_Goals_
• 1. Please copy a section of the passage on debunking word for word, starting at the words "At the beginning of the year" and stopping after the words "outlook at life.".
• 2. For each statement, say yes or no to whether it agrees with the passage on debunking, and quote the deciding words. (a) The definition of "Debunking" is taken from the workbook "Social Structures and Process." (b) The writer calls being proud of your country a bad thing. (c) The writer chose a topic at the start of the semester.

At the beginning of the year our class was assigned to keep a semester long blog. At the end of the term we would each have to write an essay on one of the topics we had focused on. I remember first looking at the topics and having no idea at which one I would choose let alone how any of them applied to Sociology or what even a few of them meant. Now the end of the semester is here and I have finally chosen my topic with a full understanding and with a sense that I have come out of the class with a different outlook at life.
At the beginning of the semester when I looked down at the course outline and saw the word “Debunking”. I had no idea what an impact that word would have on my life. The definition of “Debunking” is defined in our workbook, “Social Structures and Process” as, “[looking] at the both the obvious and surface-level and the less obvious and deeper explanations for social behaviour”. In a simpler terms, “seeing the familiar in the unfamiliar and the unfamiliar in the familiar”. (10)
Debunking has played a major role in my learning and understanding of the concepts and issues we have covered in class. I first found debunking helpful when our class began to discuss “Ethnocentrism”.(13) By looking at ethnocentrism on a deeper level I realized that I had been ethnocentric. Though being proud of your country is not a bad thing, it is a bad thing to put other countries down in the mean time. All countries have something to be proud of, and all countries have their flaws. Debunking helped me realize that my own country has its own pros and cons. Along with learning about “Egocentrism” I used debunking. Many people in this world are egocentric including myself. Ever since we are little we have wanted everything to about us. The example that has stuck out in my mind has been when Dr. Quist-Adade said that babies don’t care if their mother is tired or not, they will cry until their needs are met. I found this example enlightening because normally I would never think of a baby as egocentric but it’s true. We learn from a young age that we can get away with having an egocentric attitude.

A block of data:
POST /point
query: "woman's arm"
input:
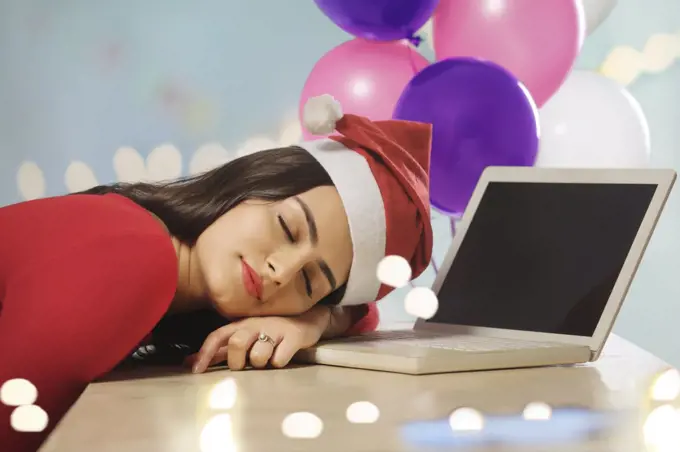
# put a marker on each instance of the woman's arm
(343, 320)
(70, 317)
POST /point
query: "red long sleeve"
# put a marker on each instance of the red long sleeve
(82, 280)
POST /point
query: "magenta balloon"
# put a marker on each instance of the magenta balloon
(536, 40)
(366, 77)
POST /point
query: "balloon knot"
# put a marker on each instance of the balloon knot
(415, 40)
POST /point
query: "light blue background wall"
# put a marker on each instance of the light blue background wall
(81, 78)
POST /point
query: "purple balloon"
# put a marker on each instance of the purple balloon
(481, 116)
(379, 20)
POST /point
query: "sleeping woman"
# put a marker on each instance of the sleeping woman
(247, 263)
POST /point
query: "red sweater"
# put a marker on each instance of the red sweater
(73, 270)
(83, 279)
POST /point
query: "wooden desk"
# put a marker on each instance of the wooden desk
(169, 413)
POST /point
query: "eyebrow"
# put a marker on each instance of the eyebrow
(314, 237)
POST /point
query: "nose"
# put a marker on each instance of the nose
(284, 265)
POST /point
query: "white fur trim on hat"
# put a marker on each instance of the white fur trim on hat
(320, 114)
(365, 211)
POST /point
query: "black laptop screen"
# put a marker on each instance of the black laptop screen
(543, 257)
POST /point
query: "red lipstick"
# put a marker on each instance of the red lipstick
(251, 280)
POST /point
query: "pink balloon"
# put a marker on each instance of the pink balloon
(366, 77)
(537, 40)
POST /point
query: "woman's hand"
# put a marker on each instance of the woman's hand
(259, 341)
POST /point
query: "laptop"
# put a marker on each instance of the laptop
(535, 276)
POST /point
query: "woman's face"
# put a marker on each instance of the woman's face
(275, 258)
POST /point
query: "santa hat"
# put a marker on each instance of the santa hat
(381, 171)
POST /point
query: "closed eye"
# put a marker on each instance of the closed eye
(291, 239)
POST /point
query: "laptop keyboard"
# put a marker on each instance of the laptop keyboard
(429, 339)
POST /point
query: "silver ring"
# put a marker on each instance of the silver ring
(266, 338)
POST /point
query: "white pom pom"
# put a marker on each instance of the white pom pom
(320, 114)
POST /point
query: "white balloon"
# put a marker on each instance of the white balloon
(596, 11)
(593, 122)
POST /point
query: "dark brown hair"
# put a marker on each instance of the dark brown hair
(188, 206)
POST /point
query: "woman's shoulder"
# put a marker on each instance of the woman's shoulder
(53, 226)
(80, 215)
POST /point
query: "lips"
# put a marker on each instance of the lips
(251, 281)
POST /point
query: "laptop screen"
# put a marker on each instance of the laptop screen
(542, 257)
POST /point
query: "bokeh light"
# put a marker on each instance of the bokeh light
(394, 271)
(29, 418)
(466, 420)
(537, 411)
(18, 391)
(421, 302)
(302, 425)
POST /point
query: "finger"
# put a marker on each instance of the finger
(238, 348)
(260, 353)
(285, 351)
(211, 346)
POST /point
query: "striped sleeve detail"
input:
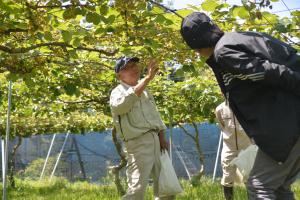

_Results for each task_
• 1.
At the beginning of the year our class was assigned to keep a semester long blog. At the end of the term we would each have to write an essay on one of the topics we had focused on. I remember first looking at the topics and having no idea at which one I would choose let alone how any of them applied to Sociology or what even a few of them meant. Now the end of the semester is here and I have finally chosen my topic with a full understanding and with a sense that I have come out of the class with a different outlook at life.

• 2.
(a) Yes: "The definition of “Debunking” is defined in our workbook, “Social Structures and Process”"
(b) No: "Though being proud of your country is not a bad thing"
(c) No: "Now the end of the semester is here and I have finally chosen my topic"